Available data:
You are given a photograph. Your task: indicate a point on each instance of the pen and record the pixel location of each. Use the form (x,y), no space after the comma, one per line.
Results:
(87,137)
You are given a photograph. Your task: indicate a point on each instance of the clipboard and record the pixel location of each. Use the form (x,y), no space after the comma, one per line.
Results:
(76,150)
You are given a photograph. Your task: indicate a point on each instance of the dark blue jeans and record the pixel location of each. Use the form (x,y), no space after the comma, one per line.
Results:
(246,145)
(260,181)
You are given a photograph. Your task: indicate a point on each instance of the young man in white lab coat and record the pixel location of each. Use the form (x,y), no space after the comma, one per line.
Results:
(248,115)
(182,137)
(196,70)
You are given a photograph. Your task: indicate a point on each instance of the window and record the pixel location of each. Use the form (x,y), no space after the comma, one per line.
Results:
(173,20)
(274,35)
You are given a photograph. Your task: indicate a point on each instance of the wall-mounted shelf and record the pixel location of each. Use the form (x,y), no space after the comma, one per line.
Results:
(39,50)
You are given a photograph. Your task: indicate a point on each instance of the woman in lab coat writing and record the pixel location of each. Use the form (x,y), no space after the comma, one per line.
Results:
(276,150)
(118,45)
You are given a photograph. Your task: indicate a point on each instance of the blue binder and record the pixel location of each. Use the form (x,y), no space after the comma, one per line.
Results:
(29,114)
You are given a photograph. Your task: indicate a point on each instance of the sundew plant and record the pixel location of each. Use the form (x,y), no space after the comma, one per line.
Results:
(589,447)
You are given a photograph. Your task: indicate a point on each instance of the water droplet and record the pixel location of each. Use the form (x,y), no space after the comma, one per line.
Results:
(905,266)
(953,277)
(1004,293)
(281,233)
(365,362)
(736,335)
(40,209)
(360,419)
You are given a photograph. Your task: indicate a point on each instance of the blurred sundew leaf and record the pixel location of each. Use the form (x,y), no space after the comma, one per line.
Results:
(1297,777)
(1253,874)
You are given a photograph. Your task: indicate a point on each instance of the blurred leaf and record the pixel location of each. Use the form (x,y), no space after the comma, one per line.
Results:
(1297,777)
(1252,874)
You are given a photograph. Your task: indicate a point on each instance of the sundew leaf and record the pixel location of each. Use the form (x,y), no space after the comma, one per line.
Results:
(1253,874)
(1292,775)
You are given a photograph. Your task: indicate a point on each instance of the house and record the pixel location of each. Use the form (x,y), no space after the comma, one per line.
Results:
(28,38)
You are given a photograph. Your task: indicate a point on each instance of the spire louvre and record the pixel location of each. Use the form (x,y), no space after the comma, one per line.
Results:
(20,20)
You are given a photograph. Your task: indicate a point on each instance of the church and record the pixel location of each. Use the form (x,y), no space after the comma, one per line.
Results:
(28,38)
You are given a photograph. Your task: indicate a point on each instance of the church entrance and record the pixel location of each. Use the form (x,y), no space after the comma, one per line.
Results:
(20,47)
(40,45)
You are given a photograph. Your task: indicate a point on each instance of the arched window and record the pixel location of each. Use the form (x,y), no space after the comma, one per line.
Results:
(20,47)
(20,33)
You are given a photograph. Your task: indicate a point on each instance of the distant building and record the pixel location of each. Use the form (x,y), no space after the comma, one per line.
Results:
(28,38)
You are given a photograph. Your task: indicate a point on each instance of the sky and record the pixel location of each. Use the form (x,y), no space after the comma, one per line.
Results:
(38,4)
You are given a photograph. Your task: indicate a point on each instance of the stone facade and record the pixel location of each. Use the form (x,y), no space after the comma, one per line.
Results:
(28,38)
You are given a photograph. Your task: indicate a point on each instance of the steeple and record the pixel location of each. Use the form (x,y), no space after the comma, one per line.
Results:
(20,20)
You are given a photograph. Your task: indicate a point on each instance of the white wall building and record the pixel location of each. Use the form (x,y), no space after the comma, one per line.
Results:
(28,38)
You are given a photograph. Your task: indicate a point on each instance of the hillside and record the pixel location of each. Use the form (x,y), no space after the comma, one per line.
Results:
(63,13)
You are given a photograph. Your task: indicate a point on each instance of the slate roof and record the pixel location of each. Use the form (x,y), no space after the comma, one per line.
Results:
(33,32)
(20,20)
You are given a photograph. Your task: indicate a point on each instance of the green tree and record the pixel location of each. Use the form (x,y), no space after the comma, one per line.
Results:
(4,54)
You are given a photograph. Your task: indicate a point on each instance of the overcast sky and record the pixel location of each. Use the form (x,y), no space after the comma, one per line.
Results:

Objective:
From the records above, extract every line exactly as it stands.

Solution to this exercise:
You are given a photograph. Your task: indicate a point on each instance of the pen and record the pixel location of each. Use the form (x,y), no space after the comma, one per line.
Results:
(87,137)
You are given a photograph. Your task: indicate a point on each instance of the clipboard and record the pixel location of each. Use the form (x,y), no space after the comma, one per line.
Results:
(76,150)
You are given a photograph. Your task: indicate a point on each instance of the dark blue jeans and record the pixel location of each. Use the form (x,y), no space after the comma, one per line.
Results:
(246,145)
(260,181)
You are given a photograph. Your task: indicate a point on each instance of the young man in white lab coat and record the pixel location of each. Use the form (x,y), no space after the comma, one per line.
Results:
(248,115)
(182,137)
(196,70)
You are given a photograph. Your task: indicate a point on each instance of the window and record the pixel location of each. Use the form (x,y), no space after the comma, one per line.
Results:
(173,20)
(274,35)
You are given a photograph. Your task: indicate a point on each instance of the wall-mounted shelf and record the pixel location of each. Use the form (x,y), no space after the comma, one per line.
Results:
(39,50)
You are given a photograph. Your task: indicate a point on each instance of the woman in lab coat writing and record the pixel location of each. Use the form (x,y), no space after the comma, one per line.
Results:
(276,150)
(118,45)
You are given a photograph. Your task: indicate a point on each instance of the blue binder and record the pixel location of each. Use the form (x,y), no space after the comma, one per line.
Results:
(29,114)
You are given a photograph. Your task: indicate a point on each instance of the sundew plant and record the pixel location of each. Use the form (x,y), no space after the comma, one per line.
Results:
(589,447)
You are given a photograph. Your task: indicate a point on each instance of the water droplet and record the pixel location of each. Use the form (x,y), no space after the comma, one per line.
Results:
(905,266)
(953,277)
(1004,293)
(281,233)
(365,362)
(736,335)
(40,209)
(360,419)
You are given a photograph. Your task: indicate a point on each instance of the blurred sundew leaf and record the pixel location of each. Use the form (x,y), no space after the comma, one per line.
Results:
(1297,777)
(1253,874)
You are given a photograph. Your task: indicate a point on each instance of the blurred leaf and record the pixel location of each. Use the form (x,y), no space after the comma, one per line.
Results:
(1297,777)
(1252,874)
You are given a photograph. Your task: indicate a point on each instance of the sundew leaf and record the pixel location of each. Use the form (x,y), no space after the comma, one per line.
Results:
(1253,874)
(1292,775)
You are given a photograph. Your task: indicate a point on each instance of the house and record the pixel location of each. Use the form (x,y), no space after the comma, one per line.
Results:
(28,38)
You are given a photograph. Your task: indicate a point on each instance of the spire louvre and record the pixel location of each. Use the form (x,y), no space after the comma, one per line.
Results:
(20,20)
You are given a photograph. Your task: indicate a point on each instance of the church and record the pixel location of each. Use the form (x,y), no space after the comma, one per line.
Results:
(28,38)
You are given a photograph. Your task: indicate a point on each instance of the church entrance and record the pixel location of each. Use the form (x,y), no space after the comma, one per line.
Results:
(20,47)
(40,45)
You are given a photograph. Your task: indicate a point on each instance of the arched window and record the pixel location of each. Use the form (x,y), no space after the comma, one per line.
Results:
(20,47)
(20,33)
You are given a photograph. Your task: indicate a point on each instance of the distant building and record the pixel location of each. Use the form (x,y), no space after the comma, one per line.
Results:
(28,38)
You are given a photograph. Your task: indicate a point on each instance of the sky and record the pixel location of each. Use the form (x,y), no space after the comma, one per line.
Results:
(38,4)
You are given a photograph. Your task: indicate a point on each instance of the stone facade and record the pixel location of each. Use the form (x,y), no space after the comma, one per line.
Results:
(28,38)
You are given a photograph. Your task: indicate a point on each instance of the steeple and record the pixel location of each. Use the form (x,y), no space after the comma, one per line.
Results:
(20,20)
You are given a photograph. Your task: indicate a point on each instance of the white wall building and record the pixel location of each. Use the form (x,y), no space after the comma, one per line.
Results:
(28,38)
You are given a photograph. Your task: indicate a point on each instance of the hillside and record the pixel location of each. Use the form (x,y), no space after the comma, one per line.
Results:
(63,13)
You are given a photograph. Your task: indicate a point on each instance of the slate roof and record the pixel location of each. Use the form (x,y), no space after the comma, one per line.
Results:
(33,32)
(20,20)
You are given a photograph. Your task: indicate a point on each instance of the green tree and record the pixel location of each. Use the form (x,y), no space after the comma, one per line.
Results:
(4,54)
You are given a photograph. Your task: indicate a point on each instance of the overcast sky and record the pixel location of each. Use the form (x,y), no space after the comma, one per line.
Results:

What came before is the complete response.